Print out each entry below in full, exactly as given, excluding pictures.

*** Material for this task ***

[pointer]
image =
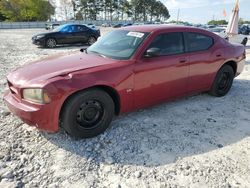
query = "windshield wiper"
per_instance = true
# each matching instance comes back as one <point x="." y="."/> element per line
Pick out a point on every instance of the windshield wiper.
<point x="98" y="53"/>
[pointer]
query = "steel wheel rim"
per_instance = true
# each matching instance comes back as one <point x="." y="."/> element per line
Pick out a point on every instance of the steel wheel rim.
<point x="51" y="43"/>
<point x="89" y="114"/>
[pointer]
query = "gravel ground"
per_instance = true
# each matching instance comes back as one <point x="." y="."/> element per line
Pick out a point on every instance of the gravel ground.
<point x="198" y="141"/>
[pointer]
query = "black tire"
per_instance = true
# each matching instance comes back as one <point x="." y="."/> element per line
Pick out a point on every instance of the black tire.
<point x="91" y="40"/>
<point x="223" y="81"/>
<point x="244" y="42"/>
<point x="80" y="108"/>
<point x="51" y="43"/>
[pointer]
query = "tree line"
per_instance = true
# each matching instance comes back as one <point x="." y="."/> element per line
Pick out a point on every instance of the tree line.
<point x="136" y="10"/>
<point x="42" y="10"/>
<point x="25" y="10"/>
<point x="224" y="22"/>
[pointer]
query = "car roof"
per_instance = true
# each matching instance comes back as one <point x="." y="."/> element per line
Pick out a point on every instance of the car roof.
<point x="153" y="28"/>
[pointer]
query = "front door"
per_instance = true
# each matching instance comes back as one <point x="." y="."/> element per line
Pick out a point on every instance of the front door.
<point x="163" y="76"/>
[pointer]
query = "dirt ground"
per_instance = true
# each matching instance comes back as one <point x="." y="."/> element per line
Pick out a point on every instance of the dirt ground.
<point x="198" y="141"/>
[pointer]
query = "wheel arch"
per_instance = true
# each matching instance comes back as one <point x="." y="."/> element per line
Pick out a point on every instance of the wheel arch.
<point x="233" y="64"/>
<point x="110" y="90"/>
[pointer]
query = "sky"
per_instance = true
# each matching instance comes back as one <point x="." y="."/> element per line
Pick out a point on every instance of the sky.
<point x="201" y="11"/>
<point x="194" y="11"/>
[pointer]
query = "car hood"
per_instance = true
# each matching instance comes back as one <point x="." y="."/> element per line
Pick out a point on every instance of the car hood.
<point x="42" y="70"/>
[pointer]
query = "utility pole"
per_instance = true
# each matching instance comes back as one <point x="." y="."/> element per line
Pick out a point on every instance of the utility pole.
<point x="178" y="15"/>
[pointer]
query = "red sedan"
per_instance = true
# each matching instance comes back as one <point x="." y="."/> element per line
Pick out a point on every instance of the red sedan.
<point x="128" y="69"/>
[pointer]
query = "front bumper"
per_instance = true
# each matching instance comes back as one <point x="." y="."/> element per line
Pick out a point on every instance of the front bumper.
<point x="42" y="116"/>
<point x="39" y="42"/>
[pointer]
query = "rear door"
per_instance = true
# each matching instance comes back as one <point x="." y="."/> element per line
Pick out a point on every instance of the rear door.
<point x="164" y="76"/>
<point x="80" y="34"/>
<point x="204" y="58"/>
<point x="65" y="36"/>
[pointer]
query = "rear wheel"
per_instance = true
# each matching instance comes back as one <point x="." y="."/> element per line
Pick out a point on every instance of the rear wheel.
<point x="51" y="43"/>
<point x="87" y="114"/>
<point x="223" y="81"/>
<point x="91" y="40"/>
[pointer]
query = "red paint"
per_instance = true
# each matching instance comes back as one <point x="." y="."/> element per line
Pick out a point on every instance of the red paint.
<point x="139" y="81"/>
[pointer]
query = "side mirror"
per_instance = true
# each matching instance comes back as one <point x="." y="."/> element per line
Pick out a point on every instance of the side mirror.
<point x="152" y="52"/>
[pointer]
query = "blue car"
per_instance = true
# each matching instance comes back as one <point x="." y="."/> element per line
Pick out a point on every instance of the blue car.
<point x="67" y="34"/>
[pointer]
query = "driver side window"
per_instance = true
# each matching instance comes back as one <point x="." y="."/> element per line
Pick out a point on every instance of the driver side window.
<point x="168" y="44"/>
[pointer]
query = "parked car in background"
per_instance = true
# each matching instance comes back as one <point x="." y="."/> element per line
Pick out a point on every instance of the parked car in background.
<point x="67" y="34"/>
<point x="118" y="25"/>
<point x="91" y="25"/>
<point x="127" y="24"/>
<point x="127" y="69"/>
<point x="50" y="26"/>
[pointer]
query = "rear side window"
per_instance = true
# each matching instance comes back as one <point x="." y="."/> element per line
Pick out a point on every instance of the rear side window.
<point x="169" y="43"/>
<point x="198" y="42"/>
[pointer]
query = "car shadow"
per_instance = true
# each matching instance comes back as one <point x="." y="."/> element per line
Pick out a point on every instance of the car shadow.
<point x="166" y="133"/>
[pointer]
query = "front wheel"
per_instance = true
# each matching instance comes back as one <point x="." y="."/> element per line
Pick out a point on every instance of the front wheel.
<point x="223" y="81"/>
<point x="91" y="40"/>
<point x="87" y="114"/>
<point x="51" y="43"/>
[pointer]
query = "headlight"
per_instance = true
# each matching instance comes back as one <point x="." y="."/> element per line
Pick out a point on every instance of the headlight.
<point x="39" y="36"/>
<point x="36" y="95"/>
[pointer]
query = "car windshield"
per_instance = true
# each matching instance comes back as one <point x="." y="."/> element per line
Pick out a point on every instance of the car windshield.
<point x="119" y="44"/>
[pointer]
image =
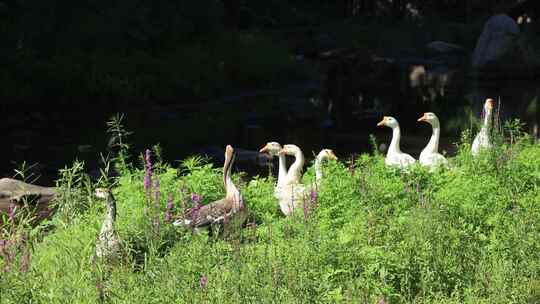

*** End of Material for this task ***

## Expected answer
[pointer]
image =
query = "windshield wiper"
per_instance = true
# each matching instance comes back as one <point x="." y="."/> element per line
Pick out a point on every instance of the windshield wiper.
<point x="98" y="53"/>
[pointer]
query = "steel wheel rim"
per_instance = true
# each matching instance comes back as one <point x="." y="."/> element per line
Pick out a point on every instance of the steel wheel rim.
<point x="51" y="43"/>
<point x="89" y="114"/>
[pointer]
query = "gravel ground"
per_instance = true
# each matching instance comes back as one <point x="." y="."/> element per line
Pick out a point on every instance of the gravel ground.
<point x="198" y="141"/>
[pointer]
query = "black tire"
per_instance = true
# each matching instance comes back as one <point x="." y="."/> element per line
Pick out a point on every instance of the black tire.
<point x="91" y="40"/>
<point x="223" y="81"/>
<point x="244" y="42"/>
<point x="80" y="108"/>
<point x="51" y="43"/>
[pointer]
query = "tree line"
per_instance = true
# each matching instance comes back as one <point x="." y="."/> element per line
Pick out a point on every instance of the tree line.
<point x="136" y="10"/>
<point x="42" y="10"/>
<point x="25" y="10"/>
<point x="224" y="22"/>
[pointer]
query = "car roof"
per_instance = true
# each matching instance comes back as one <point x="." y="."/> element per line
Pick out a point on every instance of the car roof.
<point x="153" y="28"/>
[pointer]
query = "front door"
per_instance = true
# each matching instance comes back as one <point x="." y="."/> element per line
Pick out a point on every instance of the front door.
<point x="163" y="76"/>
[pointer]
query = "dirt ground"
per_instance = true
# each matching instance comes back as one <point x="." y="."/> element per line
Pick out a point on every instance of the dirt ground.
<point x="198" y="141"/>
[pointer]
query = "wheel arch"
per_instance = true
# each matching instance comes back as one <point x="." y="."/> element per line
Pick out a point on every instance of the wheel arch.
<point x="233" y="64"/>
<point x="110" y="90"/>
[pointer]
query = "sky"
per_instance = true
# each matching instance comes back as one <point x="." y="."/> element per line
Pick out a point on every instance of the sky.
<point x="201" y="11"/>
<point x="194" y="11"/>
[pointer]
query = "car hood"
per_instance = true
# each matching instance comes back as one <point x="." y="."/> element per line
Pick out a point on every instance of the car hood.
<point x="42" y="70"/>
[pointer]
query = "utility pole"
per_instance = true
# each matching instance comes back as one <point x="." y="."/> element per line
Pick out a point on every instance of the utility pole.
<point x="178" y="15"/>
[pointer]
query = "red sedan"
per_instance = true
# each matching instance comes back as one <point x="." y="."/> element per line
Pick out a point on every instance of the red sedan.
<point x="128" y="69"/>
[pointer]
query = "front bumper"
per_instance = true
# each matching instance comes back as one <point x="." y="."/> element per line
Pick out a point on every instance of the front bumper.
<point x="42" y="116"/>
<point x="39" y="42"/>
[pointer]
query = "rear door"
per_instance = true
# each matching instance comes back as one <point x="." y="."/> element per line
Pick out a point on every instance of the rear door.
<point x="164" y="76"/>
<point x="80" y="34"/>
<point x="204" y="58"/>
<point x="65" y="36"/>
[pointer]
query = "rear wheel"
per_instance = true
# each matching instance comes back as one <point x="." y="."/> element per line
Pick out a point on every instance of the rear wheel.
<point x="51" y="43"/>
<point x="87" y="114"/>
<point x="223" y="81"/>
<point x="91" y="40"/>
[pointer]
query = "red paint"
per_instance = true
# each matching instance comes back as one <point x="." y="."/> element per line
Pick out a point on every instance of the red paint.
<point x="139" y="81"/>
[pointer]
query = "side mirror"
per_instance = true
# each matching instance comes back as one <point x="." y="."/> element per line
Pick out a point on every instance of the side mirror.
<point x="152" y="52"/>
[pointer]
query = "blue car"
per_instance = true
# each matching instance comes back as one <point x="." y="."/> element per line
Pick out a point on every instance of the blue car.
<point x="67" y="34"/>
[pointer]
query = "driver side window"
per_instance = true
# each matching instance comes back as one <point x="." y="."/> element per line
Pick out a point on every instance of the driver side window.
<point x="168" y="44"/>
[pointer]
query = "parked car in background"
per_instance = true
# each matching instance comes back as one <point x="." y="."/> element per line
Pick out a point on every instance of the parked car in background.
<point x="67" y="34"/>
<point x="118" y="25"/>
<point x="91" y="25"/>
<point x="127" y="24"/>
<point x="127" y="69"/>
<point x="50" y="26"/>
[pointer]
query = "rear side window"
per_instance = true
# each matching instance comes back as one <point x="." y="."/> element per line
Pick out a point on every instance of the rear side window.
<point x="169" y="43"/>
<point x="198" y="42"/>
[pointer]
query = "car shadow"
per_instance = true
# each matching instance comes back as one <point x="." y="."/> element per line
Pick out a point on every instance of the car shadow.
<point x="166" y="133"/>
[pointer]
query = "front wheel"
per_instance = true
# each matching instance comes back as one <point x="." y="."/> element per line
Pick out a point on every instance of the front wheel.
<point x="223" y="81"/>
<point x="91" y="40"/>
<point x="87" y="114"/>
<point x="51" y="43"/>
[pointer]
query = "headlight"
per_instance = true
# each matching instance comes back as one <point x="." y="."/> element per line
Pick out a point on every instance of the headlight.
<point x="39" y="36"/>
<point x="36" y="95"/>
[pointer]
query = "car windshield"
per_instance = true
# each matching instance comes back as one <point x="." y="."/> element per line
Pick out a point on every instance of the car windshield.
<point x="119" y="44"/>
[pointer]
image =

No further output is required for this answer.